9.6           Notice.  The parties hereto agree that in the event of any occurrence which may give rise to a claim by an indemnified party hereunder the indemnified party will give prompt notice thereof to the indemnifying party; provided, however that failure to timely give the notice provided in this Section 9.6 shall not be a defense to the liability of the indemnifying party for such claim, but the indemnifying party may recover any actual damages arising from the indemnified party's failure to give such timely notice.
 
9.7           Waiver.  The indemnified party agrees that it will not waive any statute of limitations or defense that would increase the liability of the indemnifying party hereunder without (except in connection with pending Legal Proceeding in which the indemnifying party has not assumed the defense) the consent of the indemnifying party.
 
9.8           Indemnification Source; Sole and Exclusive Remedy.  All Indemnification Claims shall be satisfied solely from the Escrow Fund under the Escrow Agreement.  The right to indemnification set forth in this Article IX shall be the sole and exclusive legal remedy following the Closing Date for any breaches of the representations, warranties, covenants and agreements under this Agreement and the Escrow Fund shall be the sole funds or shares of Buyer Common Stock available in satisfaction thereof.  Notwithstanding the immediately preceding sentence, nothing in this Agreement shall limit the liability of any Person resulting from (a) fraud, or (b) willful misconduct in connection with this Agreement or the transactions contemplated hereby or (c) any failure of Seller to sell and transfer to Buyer all Company Capital Stock, or (d) any failure by the Buyer to pay / deliver the Purchase Price in terms of Section 2.3 and any breach of Section 8.6 or 8.7 hereof by Buyer.  Any payment made to Buyer or KIT Dubai from the Seller Escrow Fund to satisfy a claim for indemnification pursuant to this Article IX shall be treated as an adjustment to the Purchase Price.
 
9.9           Restriction on multiple claims on the same Damages: Notwithstanding anything contained herein or in any Related Agreement if a claim is made by the Buyer or KIT Dubai for any Damages, as the case may be then:
 
(i) no further claim for the same Damages shall be entertained from either Buyer or KIT Dubai as the case may be;
 
(ii) if adjustment to Working Capital is carried out in accordance hereto, then no further claim shall lie for the Damages under this Article and vice versa; and
 
(iii) if any Damages for which indemnity has been claimed for, then the same shall not be debited from the financial accounts of the Company or any of its Subsidiaries nor adjusted for the purpose of calculation of the Company Revenue and Margin.
· · · · · · ·
*SET TASK 1*.
In the indemnification clauses, what is the one source from which all Indemnification Claims must be satisfied?
*SET TASK 2*.
Give the section number and heading of every section in the indemnification clauses.

*MATERIAL*.
· · · · · · ·
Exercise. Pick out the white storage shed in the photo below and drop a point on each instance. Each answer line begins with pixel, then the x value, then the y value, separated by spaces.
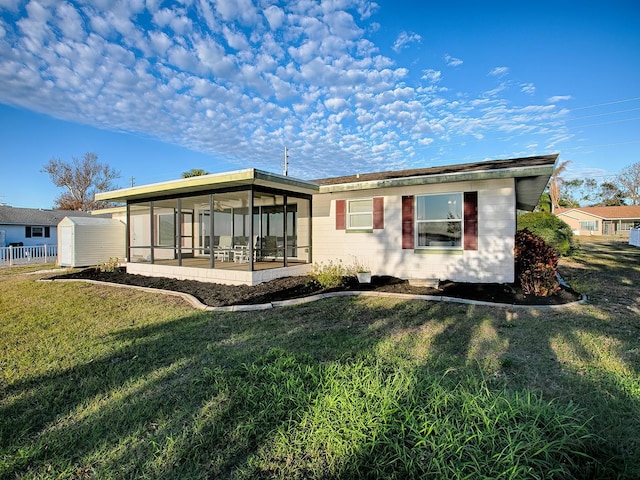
pixel 86 241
· · · · · · ·
*COMPLETE ANSWER 1*.
The Escrow Fund under the Escrow Agreement.

*COMPLETE ANSWER 2*.
9.6 Notice
9.7 Waiver
9.8 Indemnification Source; Sole and Exclusive Remedy
9.9 Restriction on multiple claims on the same Damages